TEXTE FOURNI:
+++++
60 ans de cinéma Algérien

08.12 2023 > 14.02 2024

06.12 2022

Autour des 60 ans du cinéma algérien


L’historien du cinéma et programmateur Olivier Hadouchi a également participé au projet, et il présentera le documentaire de William Klein sur le Festival Panafricain d’Alger le 21 janvier, avec les images des défilés, des danses, des concerts, des spectacles, mais aussi des prises de parole durant ce Festival. Ce film a été entièrement financé par l’Algérie, avec des équipes constituées de cinéastes et de techniciens venus d’Algérie et d’ailleurs.

Nous avons demandé à ces personnes leur opinion sur ce programme dans son ensemble, et aussi quels étaient les films auxquels ils ou elles tenaient en particulier.

D’emblée, le cinéaste Chafik Allal nous a fait remarquer qu'il s’agissait d’un programme et non d’une rétrospective. Son socle est non-exhaustif et subjectif. Néanmoins, il a semblé à nos partenaires, universitaires, cinéastes, journalistes, artistes, qu’il rendait bien compte de la richesse et de la diversité du cinéma algérien.

« Un cinéma né juste avant l’indépendance », rappelle l’historien du cinéma et programmateur Olivier Hadouchi, « avec des cinéastes pionniers comme Tahar Hannache, puis Djamel Chanderli, qui a rejoint le maquis et le service cinéma du FLN et du GPRA (Gouvernement Provisoire de la République Algérienne) à Tunis durant la guerre d’indépendance, il a surgi comme un cinéma national, il a commencé à se développer durant cette guerre, et il a été pendant des années l’un des cinémas les plus dynamiques en Afrique. »

Yasmine Chouikh

Olivier Hadouchi note d’ailleurs que, bien qu’il compte un nombre non négligeable de films, le cinéma algérien reste encore peu connu. Voici une excellente occasion pour s’y plonger et prendre un bain de jouvence et de diversité, d’engagement et de cinémas « féminins ».
+++++
ÉNONCÉ:
Poursuivez, s'il vous plaît, le texte sur les 60 ans du cinéma algérien à la suite de sa dernière phrase.

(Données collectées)
+++++
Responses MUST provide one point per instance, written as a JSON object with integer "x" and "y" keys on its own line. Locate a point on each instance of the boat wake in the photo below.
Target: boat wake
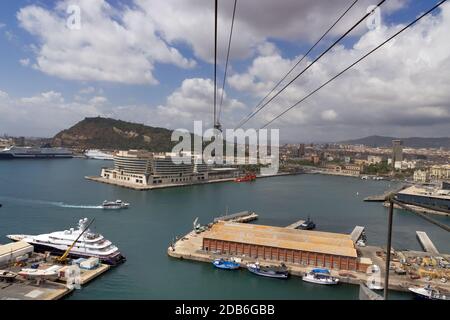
{"x": 47, "y": 203}
{"x": 62, "y": 205}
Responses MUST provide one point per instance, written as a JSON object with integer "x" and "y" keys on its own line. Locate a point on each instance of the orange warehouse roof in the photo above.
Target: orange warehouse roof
{"x": 311, "y": 241}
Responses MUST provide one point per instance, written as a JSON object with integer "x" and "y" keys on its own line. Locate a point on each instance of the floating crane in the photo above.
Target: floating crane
{"x": 63, "y": 258}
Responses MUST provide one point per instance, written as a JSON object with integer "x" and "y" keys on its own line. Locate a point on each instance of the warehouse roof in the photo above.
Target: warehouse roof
{"x": 311, "y": 241}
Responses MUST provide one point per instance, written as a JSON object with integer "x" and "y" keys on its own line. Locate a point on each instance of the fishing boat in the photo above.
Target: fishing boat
{"x": 115, "y": 205}
{"x": 279, "y": 272}
{"x": 247, "y": 178}
{"x": 226, "y": 264}
{"x": 307, "y": 225}
{"x": 320, "y": 276}
{"x": 428, "y": 293}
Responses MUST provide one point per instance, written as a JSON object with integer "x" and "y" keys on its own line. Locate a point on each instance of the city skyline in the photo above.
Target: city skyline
{"x": 163, "y": 76}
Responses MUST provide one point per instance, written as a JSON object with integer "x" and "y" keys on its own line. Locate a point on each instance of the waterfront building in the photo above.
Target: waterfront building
{"x": 421, "y": 176}
{"x": 440, "y": 172}
{"x": 438, "y": 199}
{"x": 397, "y": 151}
{"x": 143, "y": 168}
{"x": 374, "y": 159}
{"x": 307, "y": 248}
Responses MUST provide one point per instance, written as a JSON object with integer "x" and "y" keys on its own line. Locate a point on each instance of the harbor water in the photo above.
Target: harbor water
{"x": 41, "y": 196}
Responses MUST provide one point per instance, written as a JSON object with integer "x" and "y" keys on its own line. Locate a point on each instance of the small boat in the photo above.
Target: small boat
{"x": 320, "y": 276}
{"x": 428, "y": 293}
{"x": 115, "y": 205}
{"x": 225, "y": 264}
{"x": 7, "y": 276}
{"x": 361, "y": 243}
{"x": 247, "y": 178}
{"x": 279, "y": 272}
{"x": 307, "y": 225}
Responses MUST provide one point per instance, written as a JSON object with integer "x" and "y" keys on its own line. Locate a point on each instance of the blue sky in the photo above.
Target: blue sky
{"x": 166, "y": 66}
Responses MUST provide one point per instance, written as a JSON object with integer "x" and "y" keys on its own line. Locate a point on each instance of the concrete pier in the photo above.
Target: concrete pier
{"x": 295, "y": 225}
{"x": 357, "y": 233}
{"x": 426, "y": 243}
{"x": 190, "y": 248}
{"x": 244, "y": 216}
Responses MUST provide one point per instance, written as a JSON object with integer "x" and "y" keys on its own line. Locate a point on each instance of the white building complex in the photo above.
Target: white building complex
{"x": 149, "y": 169}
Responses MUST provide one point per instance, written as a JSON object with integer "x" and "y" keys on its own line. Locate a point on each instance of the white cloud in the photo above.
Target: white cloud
{"x": 47, "y": 113}
{"x": 25, "y": 62}
{"x": 112, "y": 45}
{"x": 397, "y": 90}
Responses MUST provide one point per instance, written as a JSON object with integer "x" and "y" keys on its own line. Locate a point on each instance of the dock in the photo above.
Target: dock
{"x": 244, "y": 216}
{"x": 357, "y": 233}
{"x": 382, "y": 197}
{"x": 190, "y": 247}
{"x": 295, "y": 225}
{"x": 426, "y": 243}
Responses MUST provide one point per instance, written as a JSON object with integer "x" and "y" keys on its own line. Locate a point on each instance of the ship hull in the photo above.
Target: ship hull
{"x": 10, "y": 156}
{"x": 111, "y": 260}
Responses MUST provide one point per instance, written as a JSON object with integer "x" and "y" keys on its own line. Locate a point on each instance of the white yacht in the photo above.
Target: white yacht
{"x": 98, "y": 155}
{"x": 34, "y": 153}
{"x": 320, "y": 276}
{"x": 89, "y": 245}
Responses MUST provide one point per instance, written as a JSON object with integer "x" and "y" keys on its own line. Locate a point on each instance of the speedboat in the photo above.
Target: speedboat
{"x": 428, "y": 293}
{"x": 320, "y": 276}
{"x": 115, "y": 205}
{"x": 88, "y": 245}
{"x": 225, "y": 264}
{"x": 307, "y": 225}
{"x": 279, "y": 272}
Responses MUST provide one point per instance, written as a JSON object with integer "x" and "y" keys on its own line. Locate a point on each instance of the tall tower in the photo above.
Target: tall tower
{"x": 397, "y": 151}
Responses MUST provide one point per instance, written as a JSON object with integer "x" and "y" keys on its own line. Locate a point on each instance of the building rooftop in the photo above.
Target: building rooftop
{"x": 427, "y": 192}
{"x": 311, "y": 241}
{"x": 7, "y": 249}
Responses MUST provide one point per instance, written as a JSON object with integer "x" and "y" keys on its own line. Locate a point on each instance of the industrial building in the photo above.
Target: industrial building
{"x": 426, "y": 197}
{"x": 308, "y": 248}
{"x": 142, "y": 168}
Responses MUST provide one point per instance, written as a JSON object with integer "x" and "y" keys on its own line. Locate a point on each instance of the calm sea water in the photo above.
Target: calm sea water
{"x": 41, "y": 196}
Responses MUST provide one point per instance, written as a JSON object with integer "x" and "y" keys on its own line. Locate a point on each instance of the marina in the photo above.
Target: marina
{"x": 155, "y": 218}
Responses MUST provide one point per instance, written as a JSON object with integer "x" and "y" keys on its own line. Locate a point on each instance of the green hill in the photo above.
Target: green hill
{"x": 105, "y": 133}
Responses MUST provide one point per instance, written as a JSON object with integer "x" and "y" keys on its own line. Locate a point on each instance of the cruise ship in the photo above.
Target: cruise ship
{"x": 34, "y": 153}
{"x": 98, "y": 155}
{"x": 89, "y": 245}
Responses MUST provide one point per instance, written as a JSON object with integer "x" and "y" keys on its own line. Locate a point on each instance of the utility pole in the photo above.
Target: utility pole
{"x": 388, "y": 247}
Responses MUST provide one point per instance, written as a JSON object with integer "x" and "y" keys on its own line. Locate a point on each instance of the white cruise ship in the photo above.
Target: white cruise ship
{"x": 34, "y": 153}
{"x": 89, "y": 245}
{"x": 98, "y": 155}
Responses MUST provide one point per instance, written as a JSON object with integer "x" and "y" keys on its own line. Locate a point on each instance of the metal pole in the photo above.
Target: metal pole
{"x": 388, "y": 249}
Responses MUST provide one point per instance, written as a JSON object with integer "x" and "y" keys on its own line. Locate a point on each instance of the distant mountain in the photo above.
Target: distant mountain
{"x": 105, "y": 133}
{"x": 414, "y": 142}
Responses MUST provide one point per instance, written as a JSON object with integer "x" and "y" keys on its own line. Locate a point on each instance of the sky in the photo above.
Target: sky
{"x": 151, "y": 62}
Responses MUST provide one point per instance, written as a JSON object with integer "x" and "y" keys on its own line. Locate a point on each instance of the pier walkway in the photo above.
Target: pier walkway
{"x": 244, "y": 216}
{"x": 383, "y": 197}
{"x": 426, "y": 243}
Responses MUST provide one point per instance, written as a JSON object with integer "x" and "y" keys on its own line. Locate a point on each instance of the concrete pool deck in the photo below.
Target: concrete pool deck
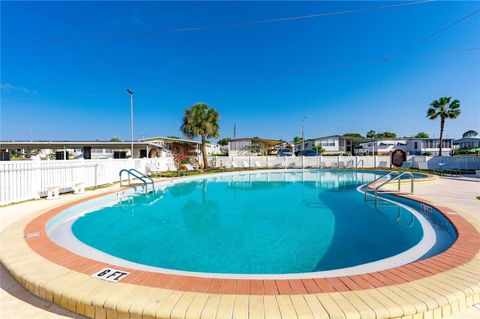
{"x": 441, "y": 294}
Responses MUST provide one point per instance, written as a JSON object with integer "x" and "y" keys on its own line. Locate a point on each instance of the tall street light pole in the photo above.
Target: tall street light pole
{"x": 303, "y": 138}
{"x": 130, "y": 92}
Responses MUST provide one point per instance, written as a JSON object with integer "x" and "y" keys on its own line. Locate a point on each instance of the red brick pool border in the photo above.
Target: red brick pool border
{"x": 463, "y": 250}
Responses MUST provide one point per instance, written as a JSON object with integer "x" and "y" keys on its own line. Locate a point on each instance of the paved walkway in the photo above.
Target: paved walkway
{"x": 16, "y": 302}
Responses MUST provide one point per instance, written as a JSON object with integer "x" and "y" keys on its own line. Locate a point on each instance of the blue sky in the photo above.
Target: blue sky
{"x": 264, "y": 77}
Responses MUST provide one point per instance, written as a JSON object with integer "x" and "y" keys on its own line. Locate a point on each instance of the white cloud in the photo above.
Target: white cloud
{"x": 7, "y": 87}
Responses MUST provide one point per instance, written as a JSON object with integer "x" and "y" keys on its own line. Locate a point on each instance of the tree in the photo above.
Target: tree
{"x": 201, "y": 120}
{"x": 223, "y": 141}
{"x": 353, "y": 135}
{"x": 470, "y": 133}
{"x": 386, "y": 135}
{"x": 297, "y": 139}
{"x": 444, "y": 108}
{"x": 421, "y": 135}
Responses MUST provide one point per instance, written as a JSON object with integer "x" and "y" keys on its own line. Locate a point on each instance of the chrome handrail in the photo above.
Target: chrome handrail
{"x": 144, "y": 176}
{"x": 398, "y": 177}
{"x": 134, "y": 174}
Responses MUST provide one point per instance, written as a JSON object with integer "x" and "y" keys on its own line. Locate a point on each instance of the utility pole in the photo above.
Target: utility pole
{"x": 130, "y": 92}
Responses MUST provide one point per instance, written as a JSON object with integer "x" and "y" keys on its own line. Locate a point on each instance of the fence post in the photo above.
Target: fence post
{"x": 95, "y": 170}
{"x": 36, "y": 186}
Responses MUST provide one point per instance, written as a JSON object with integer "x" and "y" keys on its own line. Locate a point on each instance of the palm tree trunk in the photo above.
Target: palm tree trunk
{"x": 204, "y": 152}
{"x": 442, "y": 125}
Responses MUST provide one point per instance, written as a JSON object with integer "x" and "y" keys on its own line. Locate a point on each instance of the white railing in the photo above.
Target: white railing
+++++
RÉPONSE RÉDIGÉE:
Yasmine Chouikh, réalisatrice et journaliste, y voit « des visages, des mentalités, des couleurs, des passés, des futurs, un éventail d’idées et de pensées qui cohabitent tantôt de manière douce, tantôt de manière douloureuse; tout cela sur la même pellicule et sur le même écran ».

« C’est un cinéma qui explore toutes les palettes de la vie, un cinéma qui », dit Olivier Hadouchi, « a pu réfléchir à son histoire et même à l’histoire du pays, en abordant notamment des périodes comme la guerre d’indépendance ou la décennie noire, mais aussi la vie quotidienne des Algériennes et des Algériens ».

« La genèse de sa naissance se situe sous l’ère coloniale, et se sont révélés ensuite » – c’est ainsi que le résume Ali Mokrani, Ambassadeur d’Algérie à Bruxelles – « des œuvres retraçant le combat pour l’émancipation, le reflet du vécu quotidien, la richesse des scénarios, la participation de la femme, le haut degré des professionnels du cinéma, l’amour du citoyen pour le film algérien, la multitude de coproductions avec des cinéastes et des pays de référence mondiale du septième art comme l’Italie, la première et unique au plan arabe et africain avec la Palme d’Or au Festival de Cannes 1975 et la richesse du patrimoine cinématographique conservé par la Cinémathèque algérienne. »

C’est donc un cinéma qui présente un pan ‘formel’ de lutte, « avec de l’engagement, du politique et du sensible, plus lié aux élites progressistes », précise encore le cinéaste Chafik Allal. En somme, un cinéma « poélitique ».

« Ces images liées au temps de la lutte de libération sont expressives et servent de témoignage de la dureté et de la sauvagerie de l’ère coloniale française », et, poursuit l’Ambassadeur Ali Mokrani ; « les scénarios souvent tirés des grands écrivains algériens participent à la consolidation de la mémoire historique, notamment dans la première période postcoloniale de lutte contre l’oubli et pour l’appréciation et la sauvegarde de la liberté arrachée et retrouvée ».

Olivier Hadouchi pointe le film de Kamal Dehane sur le poète Kateb Yacine, grand écrivain algérien connu pour son regard critique et sa liberté de ton, et celui d’Assia Djebar, qui fut aussi une romancière, une écrivaine importante.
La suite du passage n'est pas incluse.